▶ **What to produce**
Which lines run from the one containing "[point] every instance of the smartphone" to the end of the material below? Retype exactly those, both ends included, and nothing else.

▶ **Dataset excerpts**
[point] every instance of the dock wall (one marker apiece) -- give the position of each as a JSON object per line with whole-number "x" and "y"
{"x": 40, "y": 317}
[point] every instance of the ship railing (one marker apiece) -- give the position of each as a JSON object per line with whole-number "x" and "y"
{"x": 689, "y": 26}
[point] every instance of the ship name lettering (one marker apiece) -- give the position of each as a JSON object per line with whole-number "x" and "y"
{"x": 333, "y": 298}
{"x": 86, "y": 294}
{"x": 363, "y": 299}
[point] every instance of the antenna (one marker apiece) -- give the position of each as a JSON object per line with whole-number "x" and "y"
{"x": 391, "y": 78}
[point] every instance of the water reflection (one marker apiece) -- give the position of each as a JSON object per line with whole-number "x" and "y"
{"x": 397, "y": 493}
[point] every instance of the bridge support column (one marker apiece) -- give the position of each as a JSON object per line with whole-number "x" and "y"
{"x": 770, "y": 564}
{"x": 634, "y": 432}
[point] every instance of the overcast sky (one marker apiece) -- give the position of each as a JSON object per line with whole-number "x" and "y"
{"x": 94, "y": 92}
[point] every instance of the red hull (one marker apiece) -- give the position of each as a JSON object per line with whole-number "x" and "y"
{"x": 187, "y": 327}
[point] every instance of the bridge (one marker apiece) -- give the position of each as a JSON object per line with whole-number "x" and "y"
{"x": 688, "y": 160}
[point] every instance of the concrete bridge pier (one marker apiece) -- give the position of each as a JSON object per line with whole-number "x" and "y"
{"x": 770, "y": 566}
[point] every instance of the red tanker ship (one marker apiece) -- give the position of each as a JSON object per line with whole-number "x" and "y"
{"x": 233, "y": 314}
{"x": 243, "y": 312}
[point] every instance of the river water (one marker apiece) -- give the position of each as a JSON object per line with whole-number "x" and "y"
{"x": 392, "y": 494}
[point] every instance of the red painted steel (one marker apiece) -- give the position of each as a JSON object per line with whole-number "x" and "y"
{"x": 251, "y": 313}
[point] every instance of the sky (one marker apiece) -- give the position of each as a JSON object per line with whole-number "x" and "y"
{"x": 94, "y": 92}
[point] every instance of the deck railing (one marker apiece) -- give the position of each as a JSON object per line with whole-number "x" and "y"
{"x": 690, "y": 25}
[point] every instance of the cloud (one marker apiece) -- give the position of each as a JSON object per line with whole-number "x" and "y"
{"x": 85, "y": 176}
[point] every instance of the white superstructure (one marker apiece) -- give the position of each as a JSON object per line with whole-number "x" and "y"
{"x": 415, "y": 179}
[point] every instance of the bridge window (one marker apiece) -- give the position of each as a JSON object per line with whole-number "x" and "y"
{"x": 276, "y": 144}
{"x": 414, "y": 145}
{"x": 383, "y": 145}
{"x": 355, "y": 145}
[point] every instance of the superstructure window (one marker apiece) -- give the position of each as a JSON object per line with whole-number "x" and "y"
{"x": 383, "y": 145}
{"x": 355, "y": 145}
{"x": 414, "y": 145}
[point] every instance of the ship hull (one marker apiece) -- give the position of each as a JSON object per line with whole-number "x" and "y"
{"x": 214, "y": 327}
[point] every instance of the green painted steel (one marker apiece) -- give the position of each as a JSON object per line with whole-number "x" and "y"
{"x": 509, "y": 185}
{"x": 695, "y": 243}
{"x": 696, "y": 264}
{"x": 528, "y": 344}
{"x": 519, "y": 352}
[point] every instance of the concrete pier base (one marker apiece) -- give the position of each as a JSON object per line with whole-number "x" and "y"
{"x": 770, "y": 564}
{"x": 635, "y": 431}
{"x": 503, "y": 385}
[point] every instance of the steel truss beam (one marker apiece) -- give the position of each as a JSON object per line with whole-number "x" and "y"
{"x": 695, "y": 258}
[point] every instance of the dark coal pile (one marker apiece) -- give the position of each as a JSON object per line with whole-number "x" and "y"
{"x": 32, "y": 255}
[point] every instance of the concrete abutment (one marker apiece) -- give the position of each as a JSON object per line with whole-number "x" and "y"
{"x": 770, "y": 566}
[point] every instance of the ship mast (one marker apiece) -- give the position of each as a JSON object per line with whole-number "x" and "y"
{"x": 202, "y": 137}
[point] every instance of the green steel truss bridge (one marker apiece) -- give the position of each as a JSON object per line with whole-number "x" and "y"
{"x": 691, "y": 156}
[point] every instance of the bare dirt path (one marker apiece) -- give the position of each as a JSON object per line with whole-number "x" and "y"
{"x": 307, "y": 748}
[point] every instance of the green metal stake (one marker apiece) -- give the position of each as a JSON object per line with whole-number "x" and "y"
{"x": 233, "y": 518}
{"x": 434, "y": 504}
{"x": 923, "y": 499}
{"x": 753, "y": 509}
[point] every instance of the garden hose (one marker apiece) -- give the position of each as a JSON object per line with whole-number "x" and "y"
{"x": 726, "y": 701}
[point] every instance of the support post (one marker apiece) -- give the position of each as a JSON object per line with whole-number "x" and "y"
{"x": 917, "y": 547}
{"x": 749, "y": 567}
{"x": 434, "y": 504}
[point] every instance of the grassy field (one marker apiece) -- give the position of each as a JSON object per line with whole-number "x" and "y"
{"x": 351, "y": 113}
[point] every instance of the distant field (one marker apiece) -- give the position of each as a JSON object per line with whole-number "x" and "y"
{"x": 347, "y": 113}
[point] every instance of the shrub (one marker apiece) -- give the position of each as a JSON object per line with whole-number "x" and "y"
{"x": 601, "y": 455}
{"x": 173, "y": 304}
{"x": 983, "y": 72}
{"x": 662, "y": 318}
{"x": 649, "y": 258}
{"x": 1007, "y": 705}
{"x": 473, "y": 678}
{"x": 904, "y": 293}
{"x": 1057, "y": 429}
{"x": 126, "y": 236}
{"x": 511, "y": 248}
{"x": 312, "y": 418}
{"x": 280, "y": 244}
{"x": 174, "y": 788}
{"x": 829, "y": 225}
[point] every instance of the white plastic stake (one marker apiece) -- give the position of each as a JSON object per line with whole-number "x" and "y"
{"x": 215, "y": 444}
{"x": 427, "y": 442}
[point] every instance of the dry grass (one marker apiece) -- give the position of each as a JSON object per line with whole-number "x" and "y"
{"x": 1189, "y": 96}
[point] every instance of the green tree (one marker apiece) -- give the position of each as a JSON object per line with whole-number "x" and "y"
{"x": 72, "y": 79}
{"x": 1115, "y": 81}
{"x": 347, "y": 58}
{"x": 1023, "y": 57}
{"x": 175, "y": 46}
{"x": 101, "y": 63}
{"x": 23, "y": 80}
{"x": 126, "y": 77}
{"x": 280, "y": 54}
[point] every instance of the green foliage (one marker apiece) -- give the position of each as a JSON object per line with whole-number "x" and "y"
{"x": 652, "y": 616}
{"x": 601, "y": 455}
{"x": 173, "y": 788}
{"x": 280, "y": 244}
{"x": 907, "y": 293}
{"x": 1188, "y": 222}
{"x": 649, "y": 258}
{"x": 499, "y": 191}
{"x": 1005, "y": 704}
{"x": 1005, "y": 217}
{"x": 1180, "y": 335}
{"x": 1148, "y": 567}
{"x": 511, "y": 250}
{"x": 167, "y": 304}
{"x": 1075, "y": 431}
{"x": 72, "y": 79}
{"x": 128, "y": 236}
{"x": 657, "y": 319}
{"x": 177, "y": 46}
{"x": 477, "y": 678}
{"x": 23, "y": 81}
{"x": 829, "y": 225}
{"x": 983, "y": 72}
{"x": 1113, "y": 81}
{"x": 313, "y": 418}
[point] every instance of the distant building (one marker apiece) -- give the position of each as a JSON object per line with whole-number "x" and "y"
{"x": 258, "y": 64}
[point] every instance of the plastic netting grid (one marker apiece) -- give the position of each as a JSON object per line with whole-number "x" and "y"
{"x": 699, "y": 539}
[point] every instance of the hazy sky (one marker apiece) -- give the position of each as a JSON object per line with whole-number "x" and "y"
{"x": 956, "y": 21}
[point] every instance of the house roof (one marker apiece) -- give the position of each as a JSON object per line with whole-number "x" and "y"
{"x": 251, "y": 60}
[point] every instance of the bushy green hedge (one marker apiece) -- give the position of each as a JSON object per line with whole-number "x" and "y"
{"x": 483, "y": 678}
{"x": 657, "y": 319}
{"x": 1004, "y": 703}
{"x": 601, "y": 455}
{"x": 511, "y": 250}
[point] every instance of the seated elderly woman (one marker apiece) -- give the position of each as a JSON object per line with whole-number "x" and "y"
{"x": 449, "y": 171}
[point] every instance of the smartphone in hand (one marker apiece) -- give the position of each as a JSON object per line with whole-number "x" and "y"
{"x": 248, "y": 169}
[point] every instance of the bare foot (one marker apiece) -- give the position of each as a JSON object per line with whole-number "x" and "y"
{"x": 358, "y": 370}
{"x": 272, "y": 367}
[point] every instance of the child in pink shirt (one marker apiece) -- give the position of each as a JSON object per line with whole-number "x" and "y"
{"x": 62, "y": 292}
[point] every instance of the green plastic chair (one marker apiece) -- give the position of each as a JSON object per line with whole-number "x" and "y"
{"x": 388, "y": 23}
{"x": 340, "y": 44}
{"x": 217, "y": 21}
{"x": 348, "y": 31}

▶ **Result of the task**
[point] every instance of the smartphone in hand (one marker apiece) -- give the position of each as a JSON object per line with whole-number "x" and "y"
{"x": 248, "y": 169}
[point] every instance of the bare foot (one marker apiece) -- give the position of each as a JSON object per line with whole-number "x" and "y"
{"x": 358, "y": 370}
{"x": 272, "y": 367}
[point] every instance of the child in pink shirt (one marker apiece) -- give the position of each as a JSON object per line with whole-number "x" and "y"
{"x": 62, "y": 292}
[point] every instance of the green plastic chair (one marker apiece) -- give the position of each as a JSON object per line with whole-number "x" and "y"
{"x": 388, "y": 23}
{"x": 340, "y": 44}
{"x": 217, "y": 21}
{"x": 348, "y": 31}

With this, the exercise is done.